BEGIN
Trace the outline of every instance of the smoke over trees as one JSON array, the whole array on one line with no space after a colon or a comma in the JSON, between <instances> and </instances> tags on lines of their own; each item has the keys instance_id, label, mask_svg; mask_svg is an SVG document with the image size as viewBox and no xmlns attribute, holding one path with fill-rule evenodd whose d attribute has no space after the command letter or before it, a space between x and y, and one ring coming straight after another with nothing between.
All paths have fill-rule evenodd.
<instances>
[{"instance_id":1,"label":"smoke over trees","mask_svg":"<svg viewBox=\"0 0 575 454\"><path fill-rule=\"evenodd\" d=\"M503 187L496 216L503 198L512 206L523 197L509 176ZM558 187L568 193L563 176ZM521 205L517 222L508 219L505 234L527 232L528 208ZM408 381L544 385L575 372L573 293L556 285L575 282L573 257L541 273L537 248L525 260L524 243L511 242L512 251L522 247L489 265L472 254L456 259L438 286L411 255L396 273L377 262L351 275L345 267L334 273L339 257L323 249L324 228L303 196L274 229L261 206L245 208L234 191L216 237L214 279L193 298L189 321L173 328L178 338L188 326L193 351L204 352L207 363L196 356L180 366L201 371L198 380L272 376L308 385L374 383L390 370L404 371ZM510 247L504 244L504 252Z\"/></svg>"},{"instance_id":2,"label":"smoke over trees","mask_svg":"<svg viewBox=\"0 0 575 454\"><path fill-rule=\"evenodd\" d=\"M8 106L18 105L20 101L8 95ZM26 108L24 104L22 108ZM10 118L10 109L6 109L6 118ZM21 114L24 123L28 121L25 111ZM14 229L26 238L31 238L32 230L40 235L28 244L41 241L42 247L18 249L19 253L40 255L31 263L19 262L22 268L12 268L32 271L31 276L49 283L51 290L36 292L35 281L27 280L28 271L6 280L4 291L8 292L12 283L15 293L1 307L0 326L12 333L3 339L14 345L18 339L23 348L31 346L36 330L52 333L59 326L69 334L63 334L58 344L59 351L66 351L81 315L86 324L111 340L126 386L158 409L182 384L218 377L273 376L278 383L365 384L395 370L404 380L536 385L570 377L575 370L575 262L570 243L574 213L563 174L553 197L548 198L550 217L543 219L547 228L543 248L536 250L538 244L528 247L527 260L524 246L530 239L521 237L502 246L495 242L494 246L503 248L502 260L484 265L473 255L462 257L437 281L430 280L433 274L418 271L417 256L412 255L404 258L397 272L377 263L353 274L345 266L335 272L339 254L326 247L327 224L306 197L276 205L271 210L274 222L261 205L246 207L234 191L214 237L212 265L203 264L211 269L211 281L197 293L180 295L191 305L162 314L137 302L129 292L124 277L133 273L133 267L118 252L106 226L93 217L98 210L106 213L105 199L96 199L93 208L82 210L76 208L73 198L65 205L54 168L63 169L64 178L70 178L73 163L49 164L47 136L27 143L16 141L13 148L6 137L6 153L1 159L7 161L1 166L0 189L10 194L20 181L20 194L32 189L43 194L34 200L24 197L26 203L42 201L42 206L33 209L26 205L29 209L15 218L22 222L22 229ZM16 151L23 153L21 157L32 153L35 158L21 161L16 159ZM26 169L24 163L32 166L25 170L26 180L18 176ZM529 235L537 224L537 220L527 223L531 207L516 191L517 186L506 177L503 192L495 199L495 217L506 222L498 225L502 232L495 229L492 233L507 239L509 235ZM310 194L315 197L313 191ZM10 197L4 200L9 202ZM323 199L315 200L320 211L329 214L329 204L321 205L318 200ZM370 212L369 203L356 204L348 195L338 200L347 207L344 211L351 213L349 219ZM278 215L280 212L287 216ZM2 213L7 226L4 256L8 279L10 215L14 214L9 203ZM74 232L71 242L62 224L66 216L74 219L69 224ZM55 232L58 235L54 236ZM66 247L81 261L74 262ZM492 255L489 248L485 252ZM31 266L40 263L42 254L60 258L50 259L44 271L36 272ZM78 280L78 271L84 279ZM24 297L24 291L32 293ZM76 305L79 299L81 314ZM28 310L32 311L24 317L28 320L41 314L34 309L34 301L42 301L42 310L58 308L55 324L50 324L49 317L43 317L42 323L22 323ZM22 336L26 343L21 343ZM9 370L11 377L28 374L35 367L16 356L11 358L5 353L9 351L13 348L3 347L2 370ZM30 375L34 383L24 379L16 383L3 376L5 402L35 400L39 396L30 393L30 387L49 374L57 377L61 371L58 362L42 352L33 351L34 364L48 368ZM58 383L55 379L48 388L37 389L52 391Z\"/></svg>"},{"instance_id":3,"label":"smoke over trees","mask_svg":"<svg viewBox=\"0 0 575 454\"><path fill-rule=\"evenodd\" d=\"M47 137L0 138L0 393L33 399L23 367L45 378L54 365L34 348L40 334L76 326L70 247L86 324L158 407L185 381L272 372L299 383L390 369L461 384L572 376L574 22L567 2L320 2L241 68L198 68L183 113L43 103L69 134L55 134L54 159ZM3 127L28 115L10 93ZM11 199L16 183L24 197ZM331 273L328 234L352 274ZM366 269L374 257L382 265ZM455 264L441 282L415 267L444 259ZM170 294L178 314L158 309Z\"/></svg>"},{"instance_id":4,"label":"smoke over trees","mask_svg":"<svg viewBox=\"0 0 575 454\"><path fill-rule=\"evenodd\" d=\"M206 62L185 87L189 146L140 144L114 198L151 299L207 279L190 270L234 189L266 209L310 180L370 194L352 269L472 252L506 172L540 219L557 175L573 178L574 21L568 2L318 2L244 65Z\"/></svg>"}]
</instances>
END
What is required:
Reproduce every entry shown above, precisely as it stands.

Answer:
Trace the outline of every instance of the smoke over trees as one JSON array, the whole array on one line with no space after a colon or a comma in the JSON, between <instances> and </instances> tags on lines of their own; each item has the keys instance_id, label, mask_svg; mask_svg is an SVG document with the image size as viewBox and no xmlns attribute, holding one path with fill-rule evenodd whose d attribute has no space after the command letter or before it, a space between x and y, and one ring coming straight after another with nothing between.
All paths have fill-rule evenodd.
<instances>
[{"instance_id":1,"label":"smoke over trees","mask_svg":"<svg viewBox=\"0 0 575 454\"><path fill-rule=\"evenodd\" d=\"M503 187L496 216L503 198L512 206L523 197L509 176ZM558 187L568 193L563 176ZM521 205L517 222L508 219L505 234L527 232L528 208ZM408 381L544 385L575 372L573 293L556 285L575 282L573 257L541 273L537 248L525 260L524 243L511 242L512 251L522 247L489 265L472 254L456 259L438 286L411 255L396 273L377 262L351 275L345 267L334 273L339 257L323 249L324 228L303 196L274 229L261 206L245 208L234 191L216 237L214 279L193 298L189 321L173 328L178 338L188 326L193 351L204 352L207 363L196 356L180 366L201 371L198 380L272 376L308 385L374 383L390 370L404 371ZM510 247L504 244L504 252Z\"/></svg>"},{"instance_id":2,"label":"smoke over trees","mask_svg":"<svg viewBox=\"0 0 575 454\"><path fill-rule=\"evenodd\" d=\"M8 106L18 105L20 101L8 95ZM26 108L24 104L22 108ZM10 118L10 109L6 109L6 118ZM21 114L24 123L28 121L25 111ZM14 229L26 238L31 238L32 230L40 235L28 244L41 241L42 247L18 249L19 253L40 255L31 263L19 262L22 268L12 268L32 271L31 276L49 283L51 290L36 292L35 281L27 280L28 271L6 280L4 291L8 292L12 283L15 293L1 307L0 326L12 333L3 339L14 345L18 339L23 348L31 346L36 330L52 333L59 326L69 334L63 334L58 344L59 351L66 351L81 315L86 324L111 340L126 386L158 409L182 384L218 377L273 376L278 383L365 384L395 370L404 380L536 385L570 377L575 370L575 262L570 243L574 213L563 174L553 197L548 198L550 217L543 219L547 228L543 248L536 250L538 244L528 247L527 260L524 246L530 239L521 237L502 246L495 242L494 246L503 248L502 260L484 265L473 255L462 257L437 281L430 280L433 274L418 271L417 256L412 255L404 258L397 272L377 263L353 274L345 266L335 272L339 254L326 247L327 224L306 197L276 205L271 210L274 222L261 205L246 207L234 191L214 237L212 265L203 264L211 269L211 281L197 293L180 295L191 305L162 314L137 302L129 292L124 277L133 273L133 267L118 252L106 226L93 217L98 210L106 213L105 199L96 199L93 208L82 210L76 208L73 198L65 205L54 168L63 169L64 178L70 178L73 163L49 164L47 136L27 143L16 141L13 148L6 137L6 153L1 159L7 161L1 166L0 189L10 194L20 181L20 194L32 189L43 194L34 200L24 197L26 203L42 201L42 206L33 209L26 205L29 209L15 218L22 222L22 229ZM16 151L23 153L21 157L32 153L35 158L21 161L16 159ZM26 169L24 163L32 166L25 170L26 180L18 176ZM529 235L537 224L537 220L527 223L531 207L516 191L517 186L506 177L503 192L495 199L495 217L506 222L498 225L502 232L495 229L492 233L507 239L509 235ZM310 194L315 197L313 191ZM10 197L4 200L9 202ZM323 199L315 200L320 211L329 214L329 204L321 205L318 200ZM370 212L369 203L356 204L348 195L338 200L347 207L344 211L351 213L349 219ZM278 215L280 212L287 216ZM2 213L7 226L4 256L8 279L10 215L14 214L9 203ZM74 232L71 242L62 224L66 216L74 219L69 224ZM55 232L58 235L54 236ZM66 247L81 261L74 262ZM492 255L489 248L485 252ZM31 266L40 263L42 254L60 258L50 259L44 271L36 272ZM78 280L78 271L84 279ZM24 297L24 291L32 293ZM76 305L79 299L81 314ZM28 310L32 311L24 317L28 320L41 314L34 309L34 301L42 301L42 310L58 308L55 324L50 324L49 317L43 317L42 323L22 323ZM22 336L26 343L21 343ZM9 370L11 377L28 374L35 367L16 356L11 358L5 353L9 351L13 348L3 347L2 370ZM30 375L34 383L24 379L16 383L3 376L5 402L35 400L39 396L30 393L30 387L49 374L57 377L61 371L58 362L42 352L33 351L34 364L48 368ZM58 383L55 379L48 388L37 389L52 391Z\"/></svg>"},{"instance_id":3,"label":"smoke over trees","mask_svg":"<svg viewBox=\"0 0 575 454\"><path fill-rule=\"evenodd\" d=\"M47 137L0 138L0 393L33 399L23 367L45 378L54 365L34 348L40 334L76 326L70 247L86 324L158 407L185 381L272 372L299 383L390 369L461 384L572 376L574 22L567 2L320 2L241 68L198 68L183 113L43 103L69 134L55 134L54 159ZM3 127L28 115L10 93ZM11 199L16 183L24 197ZM331 273L328 234L352 274ZM366 269L374 257L382 265ZM455 264L441 282L415 267L444 259ZM170 294L178 314L158 309Z\"/></svg>"},{"instance_id":4,"label":"smoke over trees","mask_svg":"<svg viewBox=\"0 0 575 454\"><path fill-rule=\"evenodd\" d=\"M206 62L185 87L189 146L140 144L114 198L151 299L207 279L190 270L234 189L266 209L310 180L370 194L352 269L472 252L506 172L540 219L557 175L573 178L574 21L568 2L318 2L244 65Z\"/></svg>"}]
</instances>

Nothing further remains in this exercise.